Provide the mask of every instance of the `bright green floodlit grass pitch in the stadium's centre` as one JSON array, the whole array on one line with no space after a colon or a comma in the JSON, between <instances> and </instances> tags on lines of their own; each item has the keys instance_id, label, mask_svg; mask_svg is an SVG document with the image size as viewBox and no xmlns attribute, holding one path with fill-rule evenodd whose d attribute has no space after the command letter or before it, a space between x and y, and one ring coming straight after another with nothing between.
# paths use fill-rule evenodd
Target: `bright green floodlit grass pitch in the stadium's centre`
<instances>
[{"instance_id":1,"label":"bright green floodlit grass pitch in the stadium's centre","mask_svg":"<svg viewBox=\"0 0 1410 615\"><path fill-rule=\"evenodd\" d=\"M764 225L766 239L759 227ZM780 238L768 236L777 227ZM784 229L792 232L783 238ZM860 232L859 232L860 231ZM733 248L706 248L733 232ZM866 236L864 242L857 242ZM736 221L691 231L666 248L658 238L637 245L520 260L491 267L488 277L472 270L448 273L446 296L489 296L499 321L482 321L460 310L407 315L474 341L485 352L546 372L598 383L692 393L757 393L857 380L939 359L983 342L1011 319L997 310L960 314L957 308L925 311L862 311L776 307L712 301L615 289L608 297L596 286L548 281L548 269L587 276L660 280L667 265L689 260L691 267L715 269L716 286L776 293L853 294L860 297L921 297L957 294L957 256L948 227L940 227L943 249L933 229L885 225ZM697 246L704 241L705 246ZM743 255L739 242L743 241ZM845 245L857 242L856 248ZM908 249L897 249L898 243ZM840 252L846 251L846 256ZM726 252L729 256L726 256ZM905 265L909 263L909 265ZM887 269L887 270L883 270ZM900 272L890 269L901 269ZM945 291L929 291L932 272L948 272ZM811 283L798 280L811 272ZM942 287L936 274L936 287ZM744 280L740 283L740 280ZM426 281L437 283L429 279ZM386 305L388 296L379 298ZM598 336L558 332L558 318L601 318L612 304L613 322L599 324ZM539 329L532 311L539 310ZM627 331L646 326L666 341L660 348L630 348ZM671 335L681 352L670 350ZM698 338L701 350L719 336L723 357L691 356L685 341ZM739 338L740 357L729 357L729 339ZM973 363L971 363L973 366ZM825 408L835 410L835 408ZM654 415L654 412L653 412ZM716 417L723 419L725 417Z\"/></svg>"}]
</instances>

•••••

[Your objective]
All lines from the start of the entries through the line where "# paths use fill-rule evenodd" sits should be duplicated exactly, with nothing else in the output.

[Response]
Provide the mask of every instance of the `bright green floodlit grass pitch in the stadium's centre` as one JSON array, the whole array on one line with no space after a colon or a comma in the JSON, between <instances> and </instances> tags on lines of their own; each item has the keys instance_id, label, mask_svg; mask_svg is an SVG document with the image size as viewBox and no xmlns attribute, holding one path with fill-rule evenodd whose d attribute has no space after the command letter or before it, a space between x and y, and one ring coming straight after another with nothing between.
# paths use fill-rule evenodd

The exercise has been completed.